** Task to complete **
Select and copy every line of the data below that contains the string "lamp", treating uppercase and lowercase letters as different.

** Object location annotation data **
· · · · · · ·
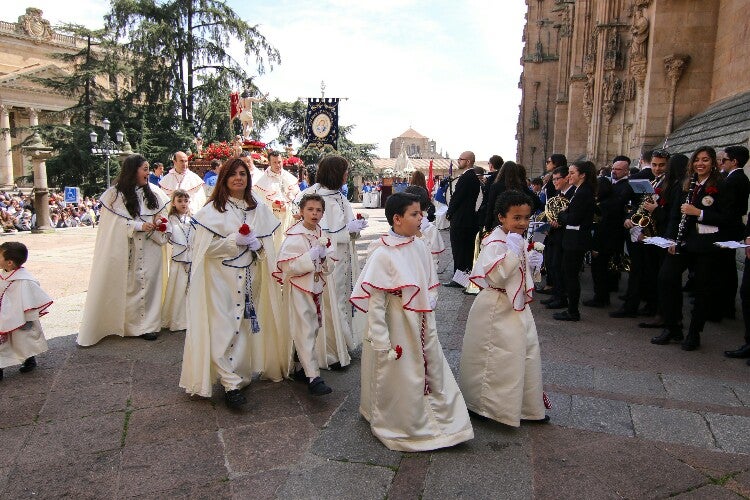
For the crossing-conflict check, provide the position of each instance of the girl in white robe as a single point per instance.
(408, 393)
(234, 304)
(174, 311)
(129, 268)
(339, 223)
(22, 303)
(500, 371)
(304, 268)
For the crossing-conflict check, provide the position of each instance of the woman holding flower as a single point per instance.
(128, 273)
(233, 304)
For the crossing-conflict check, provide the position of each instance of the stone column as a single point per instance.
(6, 156)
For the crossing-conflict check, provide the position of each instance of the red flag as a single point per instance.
(430, 180)
(234, 109)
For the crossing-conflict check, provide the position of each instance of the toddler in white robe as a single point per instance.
(22, 303)
(500, 372)
(304, 268)
(408, 393)
(174, 310)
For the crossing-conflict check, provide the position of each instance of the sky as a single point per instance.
(447, 69)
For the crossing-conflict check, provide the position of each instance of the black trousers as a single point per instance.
(745, 298)
(462, 246)
(670, 288)
(572, 261)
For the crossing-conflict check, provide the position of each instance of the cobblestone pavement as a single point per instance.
(630, 420)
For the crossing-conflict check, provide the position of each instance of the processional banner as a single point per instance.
(322, 122)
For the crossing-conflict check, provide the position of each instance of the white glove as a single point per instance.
(515, 243)
(535, 261)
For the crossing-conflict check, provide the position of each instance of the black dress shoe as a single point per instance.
(557, 304)
(742, 352)
(28, 365)
(566, 316)
(623, 313)
(234, 399)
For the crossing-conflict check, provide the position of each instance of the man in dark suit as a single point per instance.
(737, 186)
(462, 214)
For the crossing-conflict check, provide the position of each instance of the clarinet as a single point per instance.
(683, 220)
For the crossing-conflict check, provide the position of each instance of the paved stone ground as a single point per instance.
(630, 420)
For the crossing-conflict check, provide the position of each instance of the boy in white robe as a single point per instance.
(501, 372)
(304, 268)
(408, 394)
(22, 303)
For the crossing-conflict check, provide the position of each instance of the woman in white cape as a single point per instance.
(339, 223)
(234, 305)
(129, 269)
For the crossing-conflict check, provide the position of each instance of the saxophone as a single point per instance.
(683, 220)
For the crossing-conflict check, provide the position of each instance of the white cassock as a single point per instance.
(22, 303)
(337, 215)
(187, 181)
(128, 271)
(278, 191)
(310, 308)
(501, 371)
(412, 403)
(174, 310)
(234, 304)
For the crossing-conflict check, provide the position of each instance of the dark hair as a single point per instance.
(331, 171)
(397, 203)
(311, 197)
(510, 198)
(15, 252)
(739, 153)
(126, 184)
(418, 179)
(177, 193)
(496, 161)
(559, 160)
(220, 194)
(713, 176)
(588, 169)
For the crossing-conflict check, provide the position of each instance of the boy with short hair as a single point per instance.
(409, 395)
(22, 302)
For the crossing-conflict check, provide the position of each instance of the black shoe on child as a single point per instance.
(318, 387)
(234, 399)
(28, 365)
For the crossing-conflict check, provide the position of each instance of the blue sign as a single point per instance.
(72, 195)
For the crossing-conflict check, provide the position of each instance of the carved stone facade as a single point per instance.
(624, 74)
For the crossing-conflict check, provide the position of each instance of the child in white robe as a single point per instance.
(22, 303)
(304, 268)
(500, 371)
(234, 304)
(174, 310)
(408, 394)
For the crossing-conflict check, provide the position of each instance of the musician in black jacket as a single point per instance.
(577, 220)
(462, 214)
(704, 219)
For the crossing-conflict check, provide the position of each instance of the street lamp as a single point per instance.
(107, 148)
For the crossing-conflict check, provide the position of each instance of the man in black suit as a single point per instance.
(737, 186)
(462, 214)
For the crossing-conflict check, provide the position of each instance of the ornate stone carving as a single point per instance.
(33, 25)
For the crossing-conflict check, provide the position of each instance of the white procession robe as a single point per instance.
(305, 299)
(277, 191)
(501, 371)
(128, 271)
(412, 403)
(338, 213)
(220, 342)
(187, 181)
(174, 310)
(21, 301)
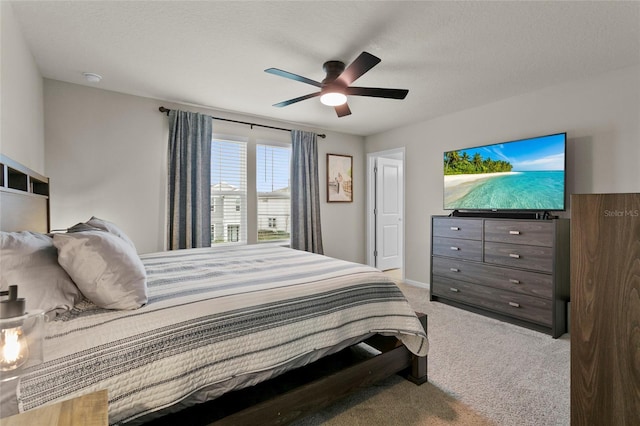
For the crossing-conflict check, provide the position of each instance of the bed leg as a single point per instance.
(418, 373)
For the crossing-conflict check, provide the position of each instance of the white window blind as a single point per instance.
(228, 191)
(273, 168)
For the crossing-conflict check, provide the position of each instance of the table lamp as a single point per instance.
(21, 335)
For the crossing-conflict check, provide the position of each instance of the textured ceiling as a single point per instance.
(449, 55)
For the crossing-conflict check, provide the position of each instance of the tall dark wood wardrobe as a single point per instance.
(605, 309)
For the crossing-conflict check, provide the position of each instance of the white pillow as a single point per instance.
(30, 261)
(106, 269)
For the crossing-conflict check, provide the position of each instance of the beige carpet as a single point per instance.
(481, 372)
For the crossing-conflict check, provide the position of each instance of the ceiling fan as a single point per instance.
(336, 86)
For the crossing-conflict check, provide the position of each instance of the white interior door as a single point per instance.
(388, 213)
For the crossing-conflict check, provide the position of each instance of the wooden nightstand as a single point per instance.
(86, 410)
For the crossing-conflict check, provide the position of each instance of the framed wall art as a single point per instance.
(339, 178)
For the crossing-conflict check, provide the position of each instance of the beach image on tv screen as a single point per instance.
(520, 175)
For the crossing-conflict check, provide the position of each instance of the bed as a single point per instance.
(218, 323)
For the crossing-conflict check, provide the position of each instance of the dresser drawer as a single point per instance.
(458, 248)
(521, 306)
(469, 229)
(527, 257)
(535, 233)
(524, 282)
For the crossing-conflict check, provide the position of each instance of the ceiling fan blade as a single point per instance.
(377, 92)
(296, 77)
(343, 110)
(294, 100)
(361, 65)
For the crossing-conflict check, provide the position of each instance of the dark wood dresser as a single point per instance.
(605, 309)
(511, 269)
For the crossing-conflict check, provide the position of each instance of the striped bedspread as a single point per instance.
(215, 316)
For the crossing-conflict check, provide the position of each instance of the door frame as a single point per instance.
(399, 154)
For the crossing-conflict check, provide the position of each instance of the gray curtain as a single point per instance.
(189, 180)
(305, 193)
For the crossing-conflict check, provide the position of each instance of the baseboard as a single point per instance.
(417, 284)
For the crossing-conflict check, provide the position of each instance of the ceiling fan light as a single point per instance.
(333, 98)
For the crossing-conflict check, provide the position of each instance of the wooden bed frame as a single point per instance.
(24, 205)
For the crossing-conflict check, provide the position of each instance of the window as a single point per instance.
(273, 165)
(233, 233)
(228, 191)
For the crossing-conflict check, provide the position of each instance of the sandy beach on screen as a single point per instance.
(454, 180)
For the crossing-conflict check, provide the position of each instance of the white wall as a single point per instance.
(106, 156)
(21, 105)
(600, 115)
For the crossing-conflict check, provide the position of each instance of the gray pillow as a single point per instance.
(105, 268)
(96, 223)
(30, 261)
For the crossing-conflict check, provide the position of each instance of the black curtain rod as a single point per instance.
(166, 110)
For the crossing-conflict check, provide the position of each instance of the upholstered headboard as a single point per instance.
(24, 198)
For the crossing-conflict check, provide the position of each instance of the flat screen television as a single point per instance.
(520, 175)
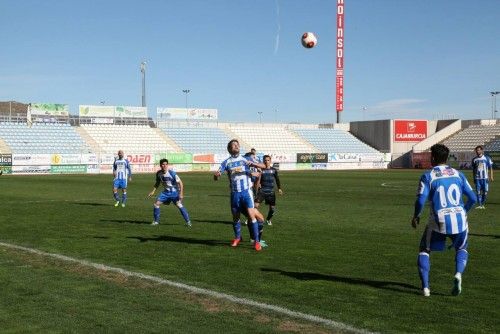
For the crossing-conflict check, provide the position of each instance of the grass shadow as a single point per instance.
(213, 221)
(386, 285)
(90, 204)
(494, 236)
(128, 221)
(169, 238)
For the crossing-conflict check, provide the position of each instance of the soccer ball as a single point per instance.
(309, 40)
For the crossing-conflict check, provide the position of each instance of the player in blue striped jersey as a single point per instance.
(444, 187)
(173, 192)
(122, 173)
(268, 177)
(237, 168)
(482, 171)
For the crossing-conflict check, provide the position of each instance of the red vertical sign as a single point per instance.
(340, 56)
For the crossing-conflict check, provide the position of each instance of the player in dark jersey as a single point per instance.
(266, 193)
(173, 192)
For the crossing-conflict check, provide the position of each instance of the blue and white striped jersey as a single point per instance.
(121, 168)
(481, 166)
(170, 181)
(238, 171)
(445, 187)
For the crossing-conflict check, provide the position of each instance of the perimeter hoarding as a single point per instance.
(312, 157)
(187, 113)
(6, 163)
(49, 109)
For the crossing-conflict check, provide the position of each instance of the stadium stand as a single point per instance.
(334, 140)
(467, 139)
(42, 138)
(199, 140)
(272, 139)
(130, 138)
(493, 146)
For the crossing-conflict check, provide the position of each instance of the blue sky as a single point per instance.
(403, 58)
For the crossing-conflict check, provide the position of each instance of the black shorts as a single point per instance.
(268, 197)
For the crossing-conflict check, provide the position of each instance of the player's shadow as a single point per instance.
(181, 240)
(386, 285)
(213, 221)
(494, 236)
(90, 204)
(127, 221)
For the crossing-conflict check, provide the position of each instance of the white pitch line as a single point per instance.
(243, 301)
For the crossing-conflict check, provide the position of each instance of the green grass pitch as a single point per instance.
(341, 247)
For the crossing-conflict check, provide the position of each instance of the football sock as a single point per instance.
(156, 213)
(250, 231)
(424, 266)
(261, 227)
(237, 229)
(461, 260)
(184, 214)
(270, 214)
(255, 230)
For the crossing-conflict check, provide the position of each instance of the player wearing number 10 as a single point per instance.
(444, 187)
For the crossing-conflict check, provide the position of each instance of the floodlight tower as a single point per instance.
(143, 72)
(186, 91)
(494, 104)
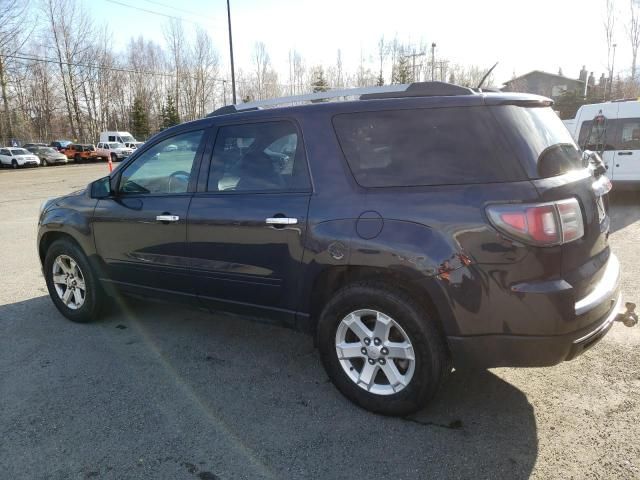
· · · · · · ·
** Solution **
For the crossing-conflict check, provide the position of each instance of the street lamp as a single point per instance.
For the crossing-conflict check, provide the position of each instance of the table lamp as a single point per instance.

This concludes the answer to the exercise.